-------- DATA SHOWN --------

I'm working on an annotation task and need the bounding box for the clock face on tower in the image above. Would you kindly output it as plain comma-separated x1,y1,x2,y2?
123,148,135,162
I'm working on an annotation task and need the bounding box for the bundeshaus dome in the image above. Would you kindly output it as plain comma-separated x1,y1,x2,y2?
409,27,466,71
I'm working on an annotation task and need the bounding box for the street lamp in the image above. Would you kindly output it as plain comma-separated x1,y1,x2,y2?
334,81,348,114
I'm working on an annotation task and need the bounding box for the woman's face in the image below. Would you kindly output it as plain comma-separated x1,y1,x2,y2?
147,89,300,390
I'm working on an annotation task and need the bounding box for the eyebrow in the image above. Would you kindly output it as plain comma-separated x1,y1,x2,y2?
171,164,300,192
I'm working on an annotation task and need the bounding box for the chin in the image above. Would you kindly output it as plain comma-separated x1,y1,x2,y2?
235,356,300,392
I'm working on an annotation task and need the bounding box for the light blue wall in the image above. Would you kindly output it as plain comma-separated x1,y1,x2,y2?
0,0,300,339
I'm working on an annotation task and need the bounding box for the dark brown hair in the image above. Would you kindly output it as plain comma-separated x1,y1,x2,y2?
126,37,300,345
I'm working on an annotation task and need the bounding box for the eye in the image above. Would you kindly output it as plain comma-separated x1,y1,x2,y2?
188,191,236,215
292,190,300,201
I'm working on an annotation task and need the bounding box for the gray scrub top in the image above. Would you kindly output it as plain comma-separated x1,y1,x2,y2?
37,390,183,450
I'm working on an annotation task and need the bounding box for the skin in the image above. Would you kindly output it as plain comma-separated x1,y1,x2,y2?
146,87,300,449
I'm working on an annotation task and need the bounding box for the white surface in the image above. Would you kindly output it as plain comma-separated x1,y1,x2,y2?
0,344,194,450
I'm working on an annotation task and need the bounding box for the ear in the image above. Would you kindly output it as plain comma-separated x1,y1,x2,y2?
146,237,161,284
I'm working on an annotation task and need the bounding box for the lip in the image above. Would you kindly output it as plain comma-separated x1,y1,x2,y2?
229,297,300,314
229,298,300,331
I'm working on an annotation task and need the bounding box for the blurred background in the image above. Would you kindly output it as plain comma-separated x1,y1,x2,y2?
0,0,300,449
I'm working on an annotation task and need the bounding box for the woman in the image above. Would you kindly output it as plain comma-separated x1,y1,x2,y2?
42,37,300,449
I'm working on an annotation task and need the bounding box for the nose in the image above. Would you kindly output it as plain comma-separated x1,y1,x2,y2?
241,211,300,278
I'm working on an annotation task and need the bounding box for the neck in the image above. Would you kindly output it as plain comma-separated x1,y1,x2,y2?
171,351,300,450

--------
-------- DATA SHOWN --------

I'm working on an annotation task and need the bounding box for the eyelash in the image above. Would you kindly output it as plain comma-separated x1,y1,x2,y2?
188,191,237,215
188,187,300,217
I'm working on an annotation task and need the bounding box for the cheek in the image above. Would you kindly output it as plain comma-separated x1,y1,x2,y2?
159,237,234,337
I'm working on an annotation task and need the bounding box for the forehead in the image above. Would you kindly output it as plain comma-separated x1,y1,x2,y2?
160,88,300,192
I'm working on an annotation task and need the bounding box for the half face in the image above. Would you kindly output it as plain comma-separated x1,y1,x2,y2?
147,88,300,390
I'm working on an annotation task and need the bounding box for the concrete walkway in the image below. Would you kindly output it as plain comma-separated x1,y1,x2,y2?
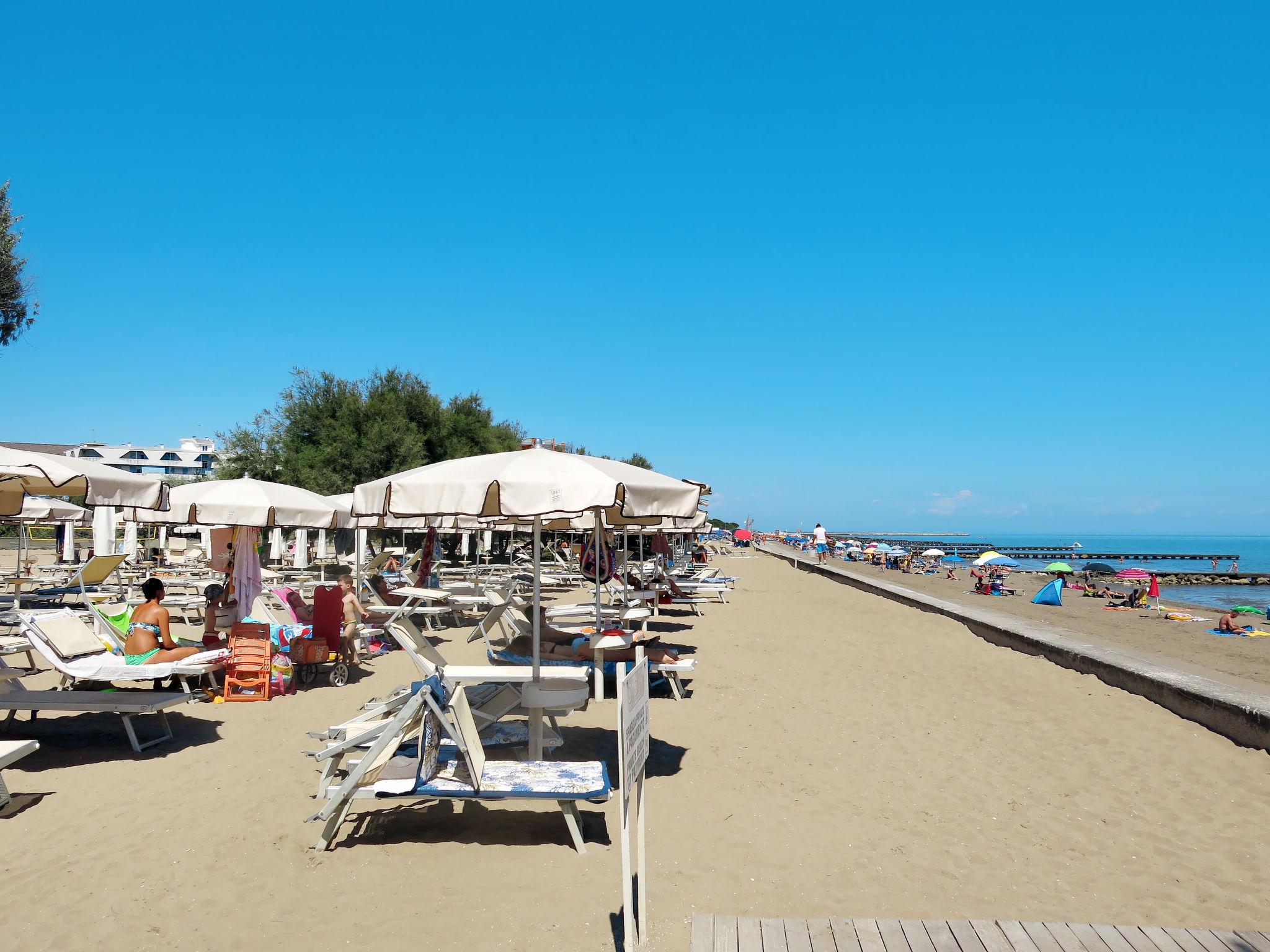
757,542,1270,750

--------

_PROBLEM DESCRIPTION_
Collect every line above that contains the string "woman" and copy each one out in full.

_RIGHT ANSWER_
I'm working on an annotation task and need the bounding box for the woman's face in the image below. Would you kindly output it as plain comma-separated x1,y1,x2,y2?
I'm working on an annotation task and need the bounding box for the woman in the image above. Would you kindly output it as plain comma-separated x1,y1,x2,y2?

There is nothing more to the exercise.